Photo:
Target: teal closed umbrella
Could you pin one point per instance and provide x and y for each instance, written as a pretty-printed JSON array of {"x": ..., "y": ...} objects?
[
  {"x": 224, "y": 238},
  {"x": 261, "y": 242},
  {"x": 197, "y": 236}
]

[EXERCISE OBJECTIVE] Please copy the records above word for word, keeping every line in its original order.

[CORRECT OUTPUT]
Photo:
Target: teal closed umbrella
Could you pin one point per instance and provide x and y for each instance, written as a pretty-printed JSON array of {"x": ..., "y": ...} objects?
[
  {"x": 224, "y": 238},
  {"x": 261, "y": 242},
  {"x": 197, "y": 236}
]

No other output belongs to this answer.